**Exercise**
Quote the records word for word from their start through the line containing "pixel 739 269", including that line, and leave out the pictures.

Data items
§
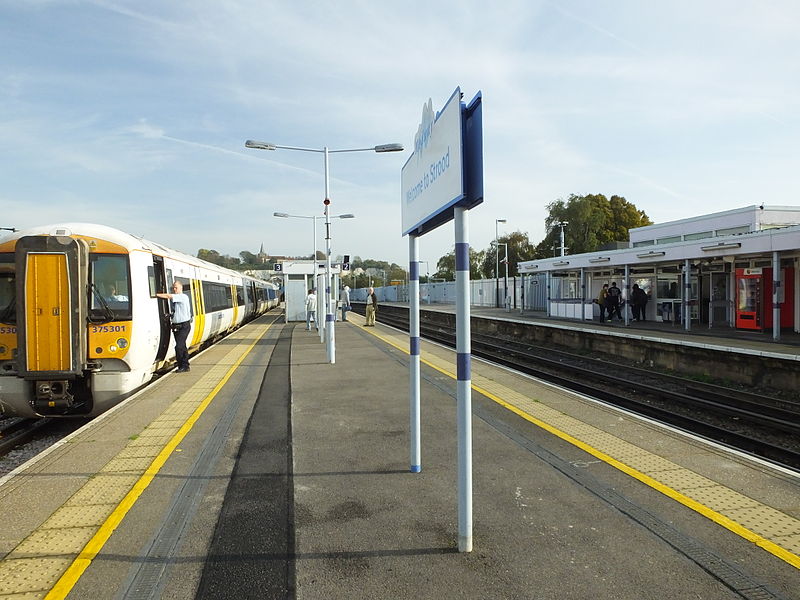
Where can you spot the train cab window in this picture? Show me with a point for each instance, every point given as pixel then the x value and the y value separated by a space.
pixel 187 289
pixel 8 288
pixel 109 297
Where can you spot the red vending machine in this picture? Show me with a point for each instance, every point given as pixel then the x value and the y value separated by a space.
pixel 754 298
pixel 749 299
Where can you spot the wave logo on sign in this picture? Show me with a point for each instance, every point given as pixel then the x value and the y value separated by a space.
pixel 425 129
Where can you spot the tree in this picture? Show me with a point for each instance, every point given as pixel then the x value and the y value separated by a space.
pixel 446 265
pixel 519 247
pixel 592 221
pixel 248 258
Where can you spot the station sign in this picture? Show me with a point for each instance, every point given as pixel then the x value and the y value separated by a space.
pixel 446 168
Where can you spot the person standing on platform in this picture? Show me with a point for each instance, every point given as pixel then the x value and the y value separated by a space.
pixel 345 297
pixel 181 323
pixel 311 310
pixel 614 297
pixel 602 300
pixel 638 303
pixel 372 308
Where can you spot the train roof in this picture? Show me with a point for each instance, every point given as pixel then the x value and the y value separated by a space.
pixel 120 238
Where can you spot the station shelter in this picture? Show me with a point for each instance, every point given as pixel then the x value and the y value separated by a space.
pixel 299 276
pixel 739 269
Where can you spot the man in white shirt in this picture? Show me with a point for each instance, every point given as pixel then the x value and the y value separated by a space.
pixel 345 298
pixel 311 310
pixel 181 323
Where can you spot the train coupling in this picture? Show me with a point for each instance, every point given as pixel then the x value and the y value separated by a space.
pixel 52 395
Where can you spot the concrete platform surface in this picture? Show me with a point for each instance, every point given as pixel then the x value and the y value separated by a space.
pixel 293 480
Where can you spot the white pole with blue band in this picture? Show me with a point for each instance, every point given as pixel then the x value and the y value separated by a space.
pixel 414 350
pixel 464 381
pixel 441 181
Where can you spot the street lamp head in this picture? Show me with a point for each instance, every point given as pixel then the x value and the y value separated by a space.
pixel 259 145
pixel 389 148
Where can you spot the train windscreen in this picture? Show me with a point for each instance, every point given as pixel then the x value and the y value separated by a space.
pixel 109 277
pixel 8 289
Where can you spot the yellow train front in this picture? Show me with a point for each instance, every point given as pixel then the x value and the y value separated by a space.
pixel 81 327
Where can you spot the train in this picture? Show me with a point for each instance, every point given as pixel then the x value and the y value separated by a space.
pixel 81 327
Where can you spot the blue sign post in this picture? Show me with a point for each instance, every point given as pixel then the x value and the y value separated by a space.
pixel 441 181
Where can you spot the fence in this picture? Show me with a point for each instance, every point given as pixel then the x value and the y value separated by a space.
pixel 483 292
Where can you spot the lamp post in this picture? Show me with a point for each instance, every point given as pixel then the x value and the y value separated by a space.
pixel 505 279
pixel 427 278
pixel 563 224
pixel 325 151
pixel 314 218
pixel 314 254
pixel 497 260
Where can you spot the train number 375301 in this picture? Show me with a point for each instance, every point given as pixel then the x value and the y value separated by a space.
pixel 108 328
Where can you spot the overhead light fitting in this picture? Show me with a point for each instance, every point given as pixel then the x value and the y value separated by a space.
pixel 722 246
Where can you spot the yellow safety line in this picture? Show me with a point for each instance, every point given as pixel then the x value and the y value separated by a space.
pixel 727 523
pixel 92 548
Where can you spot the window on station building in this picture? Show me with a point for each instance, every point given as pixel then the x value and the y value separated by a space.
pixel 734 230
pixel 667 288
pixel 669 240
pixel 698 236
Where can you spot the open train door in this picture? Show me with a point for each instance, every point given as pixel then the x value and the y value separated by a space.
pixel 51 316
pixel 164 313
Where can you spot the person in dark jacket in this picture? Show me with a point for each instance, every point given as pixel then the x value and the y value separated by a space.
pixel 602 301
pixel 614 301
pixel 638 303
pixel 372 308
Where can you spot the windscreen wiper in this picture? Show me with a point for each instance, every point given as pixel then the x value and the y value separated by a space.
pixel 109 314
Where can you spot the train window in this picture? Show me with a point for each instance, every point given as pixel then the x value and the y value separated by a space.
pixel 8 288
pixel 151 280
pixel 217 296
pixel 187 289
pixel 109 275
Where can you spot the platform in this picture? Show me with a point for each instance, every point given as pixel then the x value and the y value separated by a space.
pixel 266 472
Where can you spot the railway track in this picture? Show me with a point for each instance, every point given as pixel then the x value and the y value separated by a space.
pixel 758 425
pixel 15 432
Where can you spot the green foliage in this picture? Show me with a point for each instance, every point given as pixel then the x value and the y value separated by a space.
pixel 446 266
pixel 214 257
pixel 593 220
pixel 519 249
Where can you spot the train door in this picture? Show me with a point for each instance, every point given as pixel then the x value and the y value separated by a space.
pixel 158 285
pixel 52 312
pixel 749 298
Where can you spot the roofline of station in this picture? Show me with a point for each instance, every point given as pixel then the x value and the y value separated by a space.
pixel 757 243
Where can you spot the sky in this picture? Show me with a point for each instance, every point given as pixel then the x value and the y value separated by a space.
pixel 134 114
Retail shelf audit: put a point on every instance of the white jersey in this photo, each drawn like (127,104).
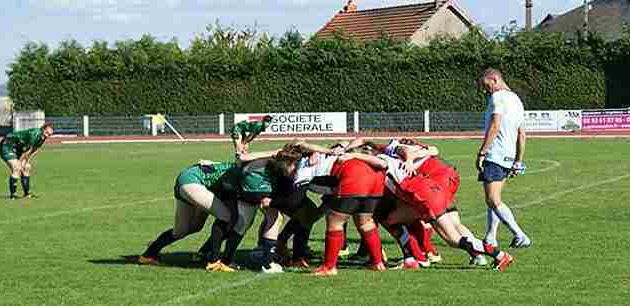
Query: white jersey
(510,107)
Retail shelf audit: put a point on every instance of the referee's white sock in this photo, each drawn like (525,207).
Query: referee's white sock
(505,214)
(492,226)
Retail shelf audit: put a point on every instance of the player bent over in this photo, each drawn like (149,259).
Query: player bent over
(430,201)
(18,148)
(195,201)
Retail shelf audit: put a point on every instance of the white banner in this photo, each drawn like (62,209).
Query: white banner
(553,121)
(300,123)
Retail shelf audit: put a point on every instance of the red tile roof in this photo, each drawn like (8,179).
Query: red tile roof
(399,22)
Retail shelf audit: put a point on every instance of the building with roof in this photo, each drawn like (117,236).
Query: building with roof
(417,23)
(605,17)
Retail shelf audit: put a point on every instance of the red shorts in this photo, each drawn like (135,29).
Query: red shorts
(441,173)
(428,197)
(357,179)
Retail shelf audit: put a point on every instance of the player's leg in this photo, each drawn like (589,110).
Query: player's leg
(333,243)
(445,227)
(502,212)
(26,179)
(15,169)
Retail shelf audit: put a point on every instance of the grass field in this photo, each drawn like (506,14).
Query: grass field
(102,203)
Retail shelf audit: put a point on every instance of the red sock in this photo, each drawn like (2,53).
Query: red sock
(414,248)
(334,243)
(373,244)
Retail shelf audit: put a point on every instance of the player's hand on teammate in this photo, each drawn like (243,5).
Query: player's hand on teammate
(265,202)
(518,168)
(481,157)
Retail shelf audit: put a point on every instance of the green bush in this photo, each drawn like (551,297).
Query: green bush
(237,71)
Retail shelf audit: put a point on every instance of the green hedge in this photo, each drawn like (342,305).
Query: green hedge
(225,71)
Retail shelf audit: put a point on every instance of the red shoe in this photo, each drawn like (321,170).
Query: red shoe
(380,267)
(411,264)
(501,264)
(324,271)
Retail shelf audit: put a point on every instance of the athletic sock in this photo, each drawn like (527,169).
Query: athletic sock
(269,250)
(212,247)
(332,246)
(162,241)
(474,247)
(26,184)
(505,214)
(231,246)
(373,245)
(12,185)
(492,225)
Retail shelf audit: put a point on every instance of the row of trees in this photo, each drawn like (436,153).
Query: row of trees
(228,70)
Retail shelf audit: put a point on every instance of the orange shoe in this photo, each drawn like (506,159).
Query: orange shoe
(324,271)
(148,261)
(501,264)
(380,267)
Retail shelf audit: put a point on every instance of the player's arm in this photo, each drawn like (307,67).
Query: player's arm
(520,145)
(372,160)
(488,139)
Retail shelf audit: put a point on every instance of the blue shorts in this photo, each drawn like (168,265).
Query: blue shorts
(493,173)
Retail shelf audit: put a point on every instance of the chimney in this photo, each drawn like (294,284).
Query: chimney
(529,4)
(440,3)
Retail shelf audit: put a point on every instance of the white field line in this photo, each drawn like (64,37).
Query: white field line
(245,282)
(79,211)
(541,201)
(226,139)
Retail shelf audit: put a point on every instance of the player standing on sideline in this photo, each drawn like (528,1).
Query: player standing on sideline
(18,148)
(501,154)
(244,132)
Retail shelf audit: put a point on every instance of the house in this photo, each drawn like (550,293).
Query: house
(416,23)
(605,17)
§
**Full solution**
Where can you spot the train cab window in this picture? Show me with a point for each instance, every point given as pixel then the x value and the y value separated by a space.
pixel 187 289
pixel 8 288
pixel 109 297
Where can you spot the red vending machine in this picture? Show me with a point for each instance, every point given as pixel then the x value and the y value separated by a space.
pixel 754 298
pixel 749 299
Where can you spot the wave logo on sign in this picture? Show me with a point for each instance, every point given as pixel then the x value and the y value separated by a space.
pixel 425 129
Where can you spot the tree in this picture? Show me with a point for each instance, every point given as pixel then the x value and the y value separated by a space.
pixel 446 265
pixel 519 247
pixel 592 221
pixel 248 258
Where can you spot the station sign in this picture? Show me with a point for each instance, every point given as pixel then the x value and the y value separated by a space.
pixel 446 168
Where can you spot the person standing on platform in this picture? Show me with a point for each instance, every point given as pixel then the x value and the y value separated by a space.
pixel 345 297
pixel 181 323
pixel 311 310
pixel 614 297
pixel 602 300
pixel 638 303
pixel 372 308
Where can you spot the train roof in this picture? Show me with a point for each instance, every point given as pixel then the x value and the y value separated by a space.
pixel 120 238
Where can you spot the station shelter in this picture? Show me with a point for each instance, every point given as pixel then the x value and the y value separated by a space.
pixel 299 276
pixel 739 269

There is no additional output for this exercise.